** Task data follows **

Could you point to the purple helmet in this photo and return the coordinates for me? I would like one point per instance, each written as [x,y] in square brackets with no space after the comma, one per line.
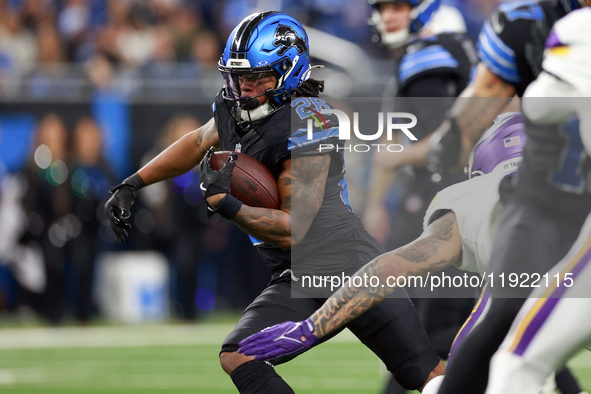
[500,148]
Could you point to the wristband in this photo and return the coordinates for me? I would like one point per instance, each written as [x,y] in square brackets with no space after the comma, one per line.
[134,180]
[228,207]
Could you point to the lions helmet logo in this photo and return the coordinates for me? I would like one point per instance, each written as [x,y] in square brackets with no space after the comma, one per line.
[287,38]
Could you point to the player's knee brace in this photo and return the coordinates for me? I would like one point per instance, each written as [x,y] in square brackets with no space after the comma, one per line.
[259,377]
[412,375]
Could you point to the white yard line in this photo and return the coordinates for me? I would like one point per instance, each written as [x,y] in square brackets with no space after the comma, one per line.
[117,336]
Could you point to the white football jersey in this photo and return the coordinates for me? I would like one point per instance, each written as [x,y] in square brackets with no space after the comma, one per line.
[475,203]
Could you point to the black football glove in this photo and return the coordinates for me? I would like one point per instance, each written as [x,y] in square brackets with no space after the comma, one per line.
[216,182]
[446,148]
[118,207]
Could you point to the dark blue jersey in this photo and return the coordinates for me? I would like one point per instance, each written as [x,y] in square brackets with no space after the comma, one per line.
[450,56]
[282,136]
[511,42]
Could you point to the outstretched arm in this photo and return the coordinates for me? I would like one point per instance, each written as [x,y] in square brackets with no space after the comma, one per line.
[437,248]
[181,156]
[176,160]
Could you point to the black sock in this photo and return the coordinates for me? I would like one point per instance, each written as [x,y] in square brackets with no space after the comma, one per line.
[468,370]
[259,377]
[566,382]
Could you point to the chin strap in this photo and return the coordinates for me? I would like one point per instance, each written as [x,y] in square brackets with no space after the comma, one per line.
[257,113]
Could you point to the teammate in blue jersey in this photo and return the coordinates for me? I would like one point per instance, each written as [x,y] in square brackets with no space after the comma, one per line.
[554,322]
[434,59]
[265,63]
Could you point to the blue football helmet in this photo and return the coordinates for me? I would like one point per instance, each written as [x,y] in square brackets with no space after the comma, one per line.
[263,43]
[422,11]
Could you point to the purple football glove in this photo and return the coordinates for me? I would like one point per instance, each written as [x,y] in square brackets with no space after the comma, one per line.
[279,340]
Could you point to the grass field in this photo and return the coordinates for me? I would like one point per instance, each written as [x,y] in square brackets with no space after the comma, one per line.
[174,359]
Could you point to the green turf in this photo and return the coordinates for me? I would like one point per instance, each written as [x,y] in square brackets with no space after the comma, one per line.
[339,367]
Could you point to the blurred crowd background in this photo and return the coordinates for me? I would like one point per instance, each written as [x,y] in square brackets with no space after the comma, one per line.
[90,90]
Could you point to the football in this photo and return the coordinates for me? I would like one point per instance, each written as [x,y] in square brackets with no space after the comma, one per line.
[252,183]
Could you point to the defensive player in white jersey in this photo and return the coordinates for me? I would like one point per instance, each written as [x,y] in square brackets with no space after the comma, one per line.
[555,322]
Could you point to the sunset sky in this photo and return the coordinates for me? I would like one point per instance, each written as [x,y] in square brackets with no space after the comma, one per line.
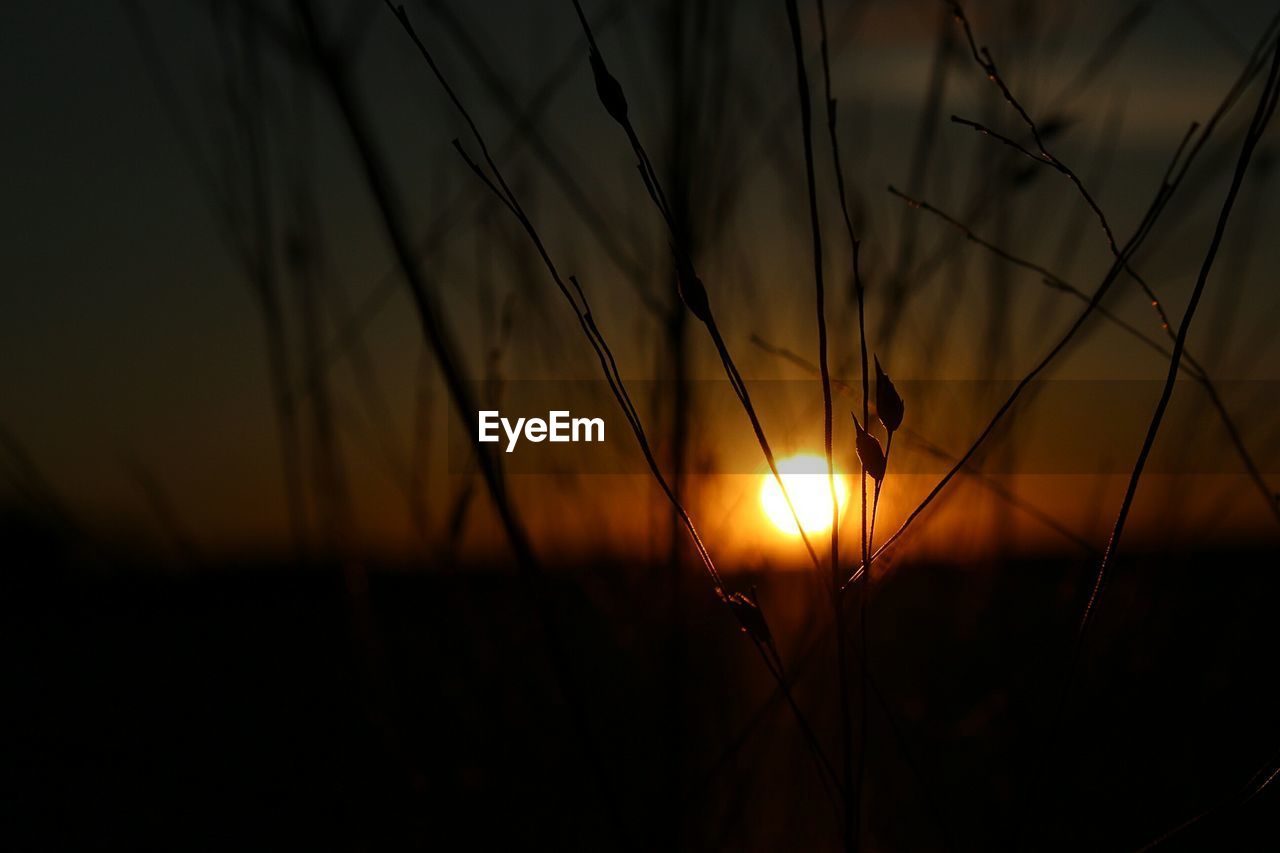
[129,338]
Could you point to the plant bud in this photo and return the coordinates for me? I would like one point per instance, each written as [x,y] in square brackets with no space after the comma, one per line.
[869,454]
[888,404]
[609,90]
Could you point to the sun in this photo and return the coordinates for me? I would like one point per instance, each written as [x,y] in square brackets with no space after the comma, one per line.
[805,478]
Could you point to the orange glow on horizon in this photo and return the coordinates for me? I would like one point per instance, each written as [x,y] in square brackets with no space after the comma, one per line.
[805,479]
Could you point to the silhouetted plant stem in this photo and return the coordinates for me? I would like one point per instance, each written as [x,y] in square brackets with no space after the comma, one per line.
[1257,127]
[1171,181]
[378,178]
[1191,366]
[691,288]
[851,799]
[745,609]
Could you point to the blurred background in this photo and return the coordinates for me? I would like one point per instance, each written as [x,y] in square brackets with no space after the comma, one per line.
[255,573]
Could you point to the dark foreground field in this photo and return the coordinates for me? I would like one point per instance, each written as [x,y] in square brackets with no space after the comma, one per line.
[255,706]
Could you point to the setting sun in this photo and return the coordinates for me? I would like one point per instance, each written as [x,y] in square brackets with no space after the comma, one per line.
[805,478]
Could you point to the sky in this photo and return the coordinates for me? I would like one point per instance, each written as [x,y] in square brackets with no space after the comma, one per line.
[131,341]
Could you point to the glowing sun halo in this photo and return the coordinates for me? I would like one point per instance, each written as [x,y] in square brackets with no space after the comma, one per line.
[805,478]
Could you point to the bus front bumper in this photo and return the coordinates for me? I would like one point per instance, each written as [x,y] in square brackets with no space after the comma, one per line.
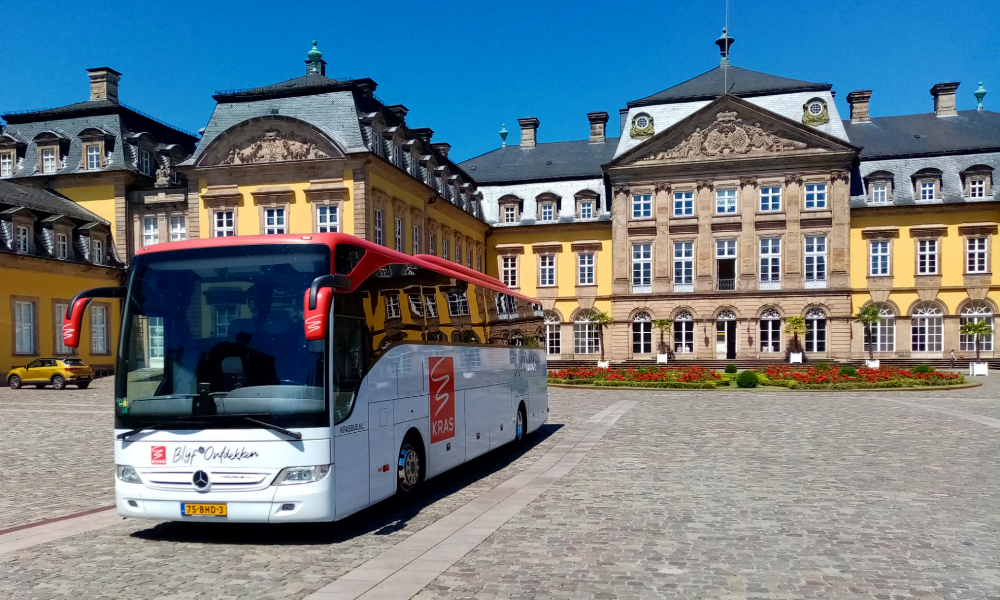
[274,504]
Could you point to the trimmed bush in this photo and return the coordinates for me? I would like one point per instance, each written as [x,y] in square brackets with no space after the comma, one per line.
[747,379]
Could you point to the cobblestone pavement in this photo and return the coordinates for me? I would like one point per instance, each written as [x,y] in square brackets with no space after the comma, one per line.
[690,495]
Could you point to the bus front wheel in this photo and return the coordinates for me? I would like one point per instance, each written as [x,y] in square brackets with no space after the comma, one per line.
[411,464]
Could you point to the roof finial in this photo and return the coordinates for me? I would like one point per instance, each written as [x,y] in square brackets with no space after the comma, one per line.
[314,57]
[980,94]
[724,42]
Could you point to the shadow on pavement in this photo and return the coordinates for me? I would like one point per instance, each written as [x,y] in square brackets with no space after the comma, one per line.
[383,518]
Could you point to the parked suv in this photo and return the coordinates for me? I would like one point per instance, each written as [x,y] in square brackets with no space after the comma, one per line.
[56,372]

** End of Task data **

- **Task**:
Without the pictures, give back every record precisely as shown.

- **Result of the exercise**:
Could you point to the purple helmet in this photo and return the coordinates for me? I would like one point per instance, each written as [x,y] in square brackets with no space after the comma, one per line.
[500,148]
Could you point to the wristband in this photo and return the coordinates for me? I would like one point per instance, each written as [x,y] in square brackets with no space after the comma, one per line.
[134,180]
[228,207]
Could you point to the lions helmet logo in this photo and return the coordinates for me? I would like one point per instance, each written as [x,y] in square brackets with no space after the comma, one per line.
[287,38]
Could you point to the player's knee brace in this photo and return the coordinates for me? I would like one point per instance, each written as [x,y] in square brackets with no space after the comma, one per line.
[259,377]
[412,375]
Could you point to the white yard line in this photo and return the coordinates for me? I would like one point per instance, each written as [x,y] in square brackets with no space after the comma, one per line.
[117,336]
Could you point to the white football jersey in this photo and return the coordinates for me? I would like one point per instance, each written as [x,y] in square brackets with no space after the comma, one per line.
[475,203]
Could you point to the black football glove in this photo and return the coordinates for me? I would like one point per instance, each written as [x,y] in square brackets with no space after the comma, one per line.
[216,182]
[446,148]
[118,207]
Could you point to the dark blue jersey in this photo and return the coordinates for me? I would like one point per instance, each written as [x,y] in square brackets with no space after the comma, one per line.
[450,56]
[282,136]
[511,42]
Could you point to the outstretched arm in this photo and return the coordinates for me? I would like one point per instance, each written as [x,y] in square brackets with no space after the comma, one per line.
[437,248]
[181,156]
[176,160]
Could you point to the black sock in this photo and return the coordinates for me? I would like one point per instance, each written as [x,y] in square brackets with no space after the comma, one per line.
[468,370]
[259,377]
[566,382]
Could you point to the chin strap in this photo and return the coordinates for me? I would like one point per instance, each written as [x,y] in square brackets with no space after the comma, one per line.
[257,113]
Could you point to the teammate in blue jersey in this photo and return the coordinates for me? I would like one point per instance, each written as [x,y] in square brackets with no space after the comma, one per line.
[554,322]
[434,59]
[265,63]
Could you point to the blue football helmet in this photo and return the coordinates for me? I would like one point per instance, each written as [x,y] in square brackets with no space after the comma, one per line.
[263,43]
[422,11]
Could you point to the purple football glove in this photo and return the coordinates for me? I would like one point per instance, each written as [x,y] in square brackets with no space after the comma, one per line.
[279,340]
Could you point to the grass field in this photo and return the coordinates for me? I would like one point per instance, each written as [x,y] in square brackets with no space after the comma, one per line.
[174,359]
Could you point to the green turf in this photo and return the coordinates for me? I would like one point per instance, each written as [x,y] in square brackets with no space after the comma, one per line.
[339,367]
Could you point to the blurred crowd background in this photo and return the coordinates for me? I would like one point per instance, each written as [x,y] in square brackets with no space after the comma, one per line.
[90,90]
Could you point to the football in this photo and return the coordinates for me? I would like one point per instance, each written as [x,y] in square brackets with no space after the comma, one per line.
[252,183]
Could you point to the defensive player in white jersey in this photo and return the coordinates for me? I would like one point per instance, each written as [x,y] in square brackets with no space after the comma, one per line.
[555,322]
Could you point to the sunset sky in this photo and return the coordinates for me? I would like one point per instance, each written as [x,y] in square brackets with no space after the comma, one per line.
[129,338]
Could you point to the plant bud in this photo and return the coordinates for me? I would like one point per instance, each written as [x,y] in square brackets with no space after the comma, one per line.
[869,454]
[888,404]
[609,90]
Could you point to the sun in this photo and return the coordinates for me? I would like one point per instance, each written as [x,y] in square brackets with no space after the comma, one per line.
[805,478]
Could you point to the orange glow on horizon in this photo and return the coordinates for me? I would like one point per instance, each written as [x,y] in square brackets with no space after the comma, one per line.
[805,479]
Could you point to the silhouetted plant stem in this photo and return the coordinates for me? I would like one point per instance, each written as [x,y] in square brackets with no space after the comma, one per line.
[1257,127]
[1171,181]
[378,178]
[1191,366]
[691,288]
[851,799]
[745,609]
Could you point to the blurred background in this photo and return the coordinates for me? I would like one point per instance, each written as [x,y] in square brackets with no space after the comma, one per line.
[255,573]
Could you point to the dark foreground field in this photo and return the coordinates for me? I would like one point per instance, each written as [x,y] in square brackets with no space after the comma, one per line.
[255,706]
Could you point to the setting sun in this photo and return the coordinates for me? I would like one point per instance, each written as [x,y] in square brackets with no space after the comma, one per line.
[805,478]
Could you point to the sky in this photo and return the coordinates for me? I would like one point per instance, each written as [x,y] in square brackets with no space after the comma, one per line.
[131,341]
Could you point to the glowing sun halo in this photo and return the coordinates for me? I would like one point per instance, each written as [x,y] in square brackets with no space after the comma, one per line.
[805,478]
Could you point to the bus front bumper in this photo and return the coordinates for me? I would like one point per instance, each written as [x,y] in square brackets with no space after the comma, one per line.
[274,504]
Could you point to the trimmed bush in this photo and return the coordinates for me? I would like one point per instance, each written as [x,y] in square brackets with no space after the comma, one per line.
[747,379]
Could you point to the cobblestone pavement in this photo and return the coordinates for me? I would like one point per instance, each written as [x,y] in square brackets with no space after the comma, one per line.
[690,495]
Could you point to the bus front wheel in this photo and return the coordinates for me? I would like one point per instance, each written as [x,y] in square brackets with no space after the comma, one per line.
[411,464]
Could you point to the roof finial in this photo and return the coordinates for me? I would like one point per instance, each written as [x,y] in square brackets with no space after the comma, one per line.
[314,57]
[980,94]
[724,42]
Could you point to the shadow on pavement in this photo and return the coordinates for me? I would like one point per instance, each written as [x,y] in square brackets with no space after the comma, one per line.
[383,518]
Could you point to the parked suv in this photo and return the coordinates for me? I would like one point per instance, each written as [x,y] in square brackets with no space after the comma, one per line.
[56,372]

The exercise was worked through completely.